══ Available records ══

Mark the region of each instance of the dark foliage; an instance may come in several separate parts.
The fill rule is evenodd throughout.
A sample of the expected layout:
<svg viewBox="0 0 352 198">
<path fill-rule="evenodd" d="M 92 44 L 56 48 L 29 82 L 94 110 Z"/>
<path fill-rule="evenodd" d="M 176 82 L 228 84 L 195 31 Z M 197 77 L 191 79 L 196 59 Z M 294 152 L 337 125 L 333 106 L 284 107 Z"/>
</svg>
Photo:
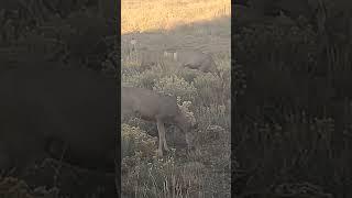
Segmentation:
<svg viewBox="0 0 352 198">
<path fill-rule="evenodd" d="M 248 186 L 309 182 L 351 197 L 351 3 L 252 2 L 262 18 L 232 29 L 244 73 L 233 80 L 245 84 L 234 87 L 243 91 L 234 95 L 235 155 L 243 167 L 261 164 Z M 267 18 L 274 8 L 285 14 Z"/>
</svg>

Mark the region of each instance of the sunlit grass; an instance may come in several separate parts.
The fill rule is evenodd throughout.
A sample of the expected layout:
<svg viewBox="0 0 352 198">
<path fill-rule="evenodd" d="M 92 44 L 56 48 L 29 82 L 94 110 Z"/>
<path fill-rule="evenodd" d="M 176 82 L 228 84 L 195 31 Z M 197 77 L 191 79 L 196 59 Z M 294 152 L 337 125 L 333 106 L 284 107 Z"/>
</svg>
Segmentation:
<svg viewBox="0 0 352 198">
<path fill-rule="evenodd" d="M 230 0 L 122 0 L 121 33 L 169 30 L 231 14 Z"/>
</svg>

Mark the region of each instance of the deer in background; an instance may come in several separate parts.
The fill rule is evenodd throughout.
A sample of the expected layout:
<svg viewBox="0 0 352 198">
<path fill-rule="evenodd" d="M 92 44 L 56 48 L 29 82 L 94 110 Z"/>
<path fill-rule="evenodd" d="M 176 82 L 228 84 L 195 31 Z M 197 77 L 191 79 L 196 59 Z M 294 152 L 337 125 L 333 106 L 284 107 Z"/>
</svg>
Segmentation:
<svg viewBox="0 0 352 198">
<path fill-rule="evenodd" d="M 134 116 L 155 122 L 158 131 L 158 156 L 163 156 L 163 146 L 168 151 L 165 139 L 165 123 L 175 124 L 186 134 L 188 147 L 193 147 L 189 132 L 197 127 L 179 109 L 176 98 L 163 96 L 143 88 L 123 87 L 121 89 L 122 119 Z"/>
<path fill-rule="evenodd" d="M 164 51 L 164 57 L 177 62 L 180 67 L 188 67 L 204 73 L 215 73 L 219 75 L 217 65 L 209 54 L 196 50 L 173 50 Z"/>
</svg>

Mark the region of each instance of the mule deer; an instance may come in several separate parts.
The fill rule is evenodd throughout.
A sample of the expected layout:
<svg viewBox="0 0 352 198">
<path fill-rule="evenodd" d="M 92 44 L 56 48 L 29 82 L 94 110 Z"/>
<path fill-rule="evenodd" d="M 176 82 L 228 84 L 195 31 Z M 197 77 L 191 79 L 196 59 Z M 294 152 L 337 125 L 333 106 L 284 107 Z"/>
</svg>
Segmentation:
<svg viewBox="0 0 352 198">
<path fill-rule="evenodd" d="M 62 141 L 68 163 L 114 170 L 116 80 L 88 70 L 12 69 L 0 75 L 0 168 L 24 168 Z M 110 169 L 111 168 L 111 169 Z"/>
<path fill-rule="evenodd" d="M 156 122 L 158 131 L 157 154 L 163 156 L 168 146 L 165 139 L 165 123 L 176 124 L 186 134 L 188 146 L 191 146 L 189 132 L 196 124 L 182 112 L 175 97 L 163 96 L 143 88 L 123 87 L 121 90 L 122 118 L 135 116 L 145 121 Z"/>
<path fill-rule="evenodd" d="M 198 69 L 204 73 L 219 73 L 212 57 L 200 51 L 169 48 L 164 52 L 164 56 L 177 62 L 180 67 Z"/>
<path fill-rule="evenodd" d="M 147 50 L 146 47 L 141 50 L 141 70 L 151 69 L 157 64 L 162 63 L 162 53 L 160 51 Z"/>
</svg>

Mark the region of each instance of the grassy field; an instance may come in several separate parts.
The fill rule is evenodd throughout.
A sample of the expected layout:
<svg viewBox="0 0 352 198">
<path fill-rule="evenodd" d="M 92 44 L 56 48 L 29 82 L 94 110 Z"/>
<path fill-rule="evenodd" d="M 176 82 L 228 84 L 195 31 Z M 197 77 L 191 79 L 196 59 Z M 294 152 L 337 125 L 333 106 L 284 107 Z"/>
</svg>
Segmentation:
<svg viewBox="0 0 352 198">
<path fill-rule="evenodd" d="M 229 12 L 226 0 L 122 1 L 122 85 L 178 97 L 199 125 L 190 153 L 178 130 L 167 128 L 172 152 L 160 158 L 155 124 L 135 118 L 123 123 L 122 197 L 231 197 Z M 140 55 L 145 47 L 156 56 L 165 47 L 200 50 L 213 57 L 220 76 L 177 70 L 169 62 L 143 70 Z"/>
<path fill-rule="evenodd" d="M 170 30 L 179 24 L 230 15 L 230 0 L 123 0 L 122 34 Z"/>
</svg>

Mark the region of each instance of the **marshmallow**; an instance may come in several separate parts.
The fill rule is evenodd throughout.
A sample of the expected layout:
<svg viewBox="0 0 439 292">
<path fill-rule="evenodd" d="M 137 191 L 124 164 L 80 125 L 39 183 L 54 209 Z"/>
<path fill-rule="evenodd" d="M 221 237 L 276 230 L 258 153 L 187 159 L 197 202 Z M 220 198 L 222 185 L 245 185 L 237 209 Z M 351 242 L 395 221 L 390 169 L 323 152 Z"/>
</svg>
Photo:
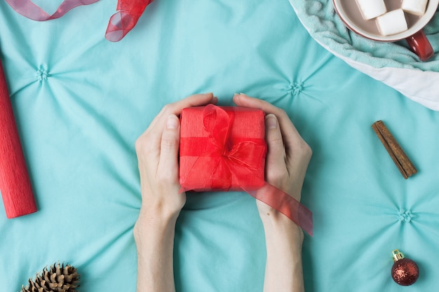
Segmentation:
<svg viewBox="0 0 439 292">
<path fill-rule="evenodd" d="M 356 1 L 365 20 L 375 18 L 387 12 L 384 0 L 356 0 Z"/>
<path fill-rule="evenodd" d="M 383 36 L 396 34 L 408 27 L 403 9 L 396 9 L 377 18 L 377 25 Z"/>
<path fill-rule="evenodd" d="M 425 13 L 428 0 L 403 0 L 401 8 L 405 12 L 418 16 L 422 16 Z"/>
</svg>

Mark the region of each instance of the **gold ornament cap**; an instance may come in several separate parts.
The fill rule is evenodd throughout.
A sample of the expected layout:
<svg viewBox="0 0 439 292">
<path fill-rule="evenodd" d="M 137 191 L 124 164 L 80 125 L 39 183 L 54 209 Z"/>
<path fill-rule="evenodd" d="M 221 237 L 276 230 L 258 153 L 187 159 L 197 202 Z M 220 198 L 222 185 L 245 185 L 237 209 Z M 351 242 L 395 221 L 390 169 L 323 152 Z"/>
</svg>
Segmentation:
<svg viewBox="0 0 439 292">
<path fill-rule="evenodd" d="M 392 251 L 392 256 L 393 257 L 393 261 L 396 263 L 400 259 L 404 258 L 404 254 L 400 252 L 398 249 L 394 249 Z"/>
</svg>

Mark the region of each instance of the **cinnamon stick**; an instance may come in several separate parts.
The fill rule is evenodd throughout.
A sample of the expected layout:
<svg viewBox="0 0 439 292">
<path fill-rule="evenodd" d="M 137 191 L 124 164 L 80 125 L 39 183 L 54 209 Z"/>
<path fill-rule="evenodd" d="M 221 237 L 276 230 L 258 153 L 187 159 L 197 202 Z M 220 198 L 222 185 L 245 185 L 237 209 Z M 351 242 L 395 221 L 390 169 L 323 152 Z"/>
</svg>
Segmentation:
<svg viewBox="0 0 439 292">
<path fill-rule="evenodd" d="M 376 121 L 372 125 L 372 127 L 404 179 L 407 179 L 409 176 L 416 174 L 417 172 L 417 169 L 382 120 Z"/>
</svg>

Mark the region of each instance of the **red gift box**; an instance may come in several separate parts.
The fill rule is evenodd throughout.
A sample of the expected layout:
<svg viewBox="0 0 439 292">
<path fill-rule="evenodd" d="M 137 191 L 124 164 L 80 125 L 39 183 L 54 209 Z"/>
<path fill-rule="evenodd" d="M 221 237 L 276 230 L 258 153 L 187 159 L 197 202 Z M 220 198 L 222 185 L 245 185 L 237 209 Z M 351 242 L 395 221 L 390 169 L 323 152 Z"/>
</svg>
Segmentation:
<svg viewBox="0 0 439 292">
<path fill-rule="evenodd" d="M 180 177 L 184 190 L 252 190 L 264 184 L 265 114 L 232 106 L 182 111 Z"/>
<path fill-rule="evenodd" d="M 182 191 L 245 190 L 285 215 L 312 236 L 312 213 L 264 181 L 265 114 L 209 104 L 180 116 Z"/>
</svg>

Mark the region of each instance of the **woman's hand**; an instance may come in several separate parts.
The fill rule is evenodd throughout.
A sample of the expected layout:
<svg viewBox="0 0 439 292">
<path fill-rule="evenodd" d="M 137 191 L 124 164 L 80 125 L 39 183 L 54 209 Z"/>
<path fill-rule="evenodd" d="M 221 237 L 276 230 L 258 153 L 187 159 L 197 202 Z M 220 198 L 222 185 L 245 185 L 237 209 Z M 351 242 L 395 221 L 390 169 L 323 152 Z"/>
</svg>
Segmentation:
<svg viewBox="0 0 439 292">
<path fill-rule="evenodd" d="M 240 106 L 259 109 L 266 114 L 266 180 L 299 201 L 312 154 L 311 148 L 302 139 L 283 110 L 245 95 L 235 95 L 234 102 Z M 259 200 L 257 204 L 264 225 L 266 245 L 264 291 L 303 292 L 303 232 L 273 208 Z"/>
<path fill-rule="evenodd" d="M 178 193 L 179 116 L 184 108 L 215 104 L 211 93 L 195 95 L 161 110 L 137 140 L 142 207 L 134 227 L 137 292 L 175 292 L 173 251 L 177 217 L 186 202 Z"/>
<path fill-rule="evenodd" d="M 259 109 L 265 112 L 266 181 L 300 201 L 302 187 L 312 151 L 304 141 L 285 111 L 245 95 L 235 95 L 234 102 L 240 106 Z M 262 216 L 276 212 L 258 201 Z"/>
<path fill-rule="evenodd" d="M 135 143 L 142 191 L 141 213 L 178 216 L 186 202 L 179 194 L 180 120 L 187 107 L 216 103 L 212 93 L 194 95 L 165 106 Z"/>
</svg>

═══

**Exercise task**
Return each line of the entries above that contains the word "deer", copied in full and in its original order.

**Result for this exercise**
Mark the region of each instance of the deer in background; an instance may come in several separate parts.
Mark the region of each instance of the mule deer; an instance may come in several separate parts.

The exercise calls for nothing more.